GOAL OF THE EXERCISE: Copy every line of the data below, requests included, but multiply each polygon coordinate in the answers by 1.45 and round it to a whole number, with halves rounded up.
-- BEGIN INFORMATION PROVIDED --
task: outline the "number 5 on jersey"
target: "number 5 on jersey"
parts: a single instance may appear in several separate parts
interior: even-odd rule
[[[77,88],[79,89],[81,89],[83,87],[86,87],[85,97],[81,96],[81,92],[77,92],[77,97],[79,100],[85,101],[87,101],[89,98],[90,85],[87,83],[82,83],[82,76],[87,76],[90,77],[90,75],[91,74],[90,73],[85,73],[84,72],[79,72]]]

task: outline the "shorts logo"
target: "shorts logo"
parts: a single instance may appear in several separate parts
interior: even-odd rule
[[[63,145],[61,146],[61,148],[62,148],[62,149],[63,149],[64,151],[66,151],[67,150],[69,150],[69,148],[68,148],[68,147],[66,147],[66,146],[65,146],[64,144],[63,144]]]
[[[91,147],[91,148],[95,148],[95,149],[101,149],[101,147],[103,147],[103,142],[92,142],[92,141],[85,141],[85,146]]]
-- END INFORMATION PROVIDED --
WRITTEN ANSWER:
task: outline the "number 5 on jersey"
target: "number 5 on jersey"
parts: a single instance may appear in several separate parts
interior: even-odd rule
[[[112,128],[115,129],[117,129],[120,126],[125,126],[123,141],[117,139],[117,133],[112,133],[112,141],[115,145],[123,146],[126,146],[129,142],[131,123],[126,120],[119,120],[119,110],[126,110],[131,112],[131,109],[132,107],[131,106],[123,106],[122,104],[115,104]]]

task: outline the "shorts logo"
target: "shorts logo"
parts: a single instance may appear in several separate parts
interior: even-odd rule
[[[91,210],[88,212],[88,215],[90,215],[90,216],[91,216],[93,219],[96,219],[97,218],[100,218],[100,215],[99,215],[99,213],[96,213],[96,212],[94,212],[93,209],[91,209]]]
[[[132,213],[132,215],[138,215],[138,216],[146,216],[146,213],[149,213],[149,206],[133,206],[133,204],[123,204],[123,212]]]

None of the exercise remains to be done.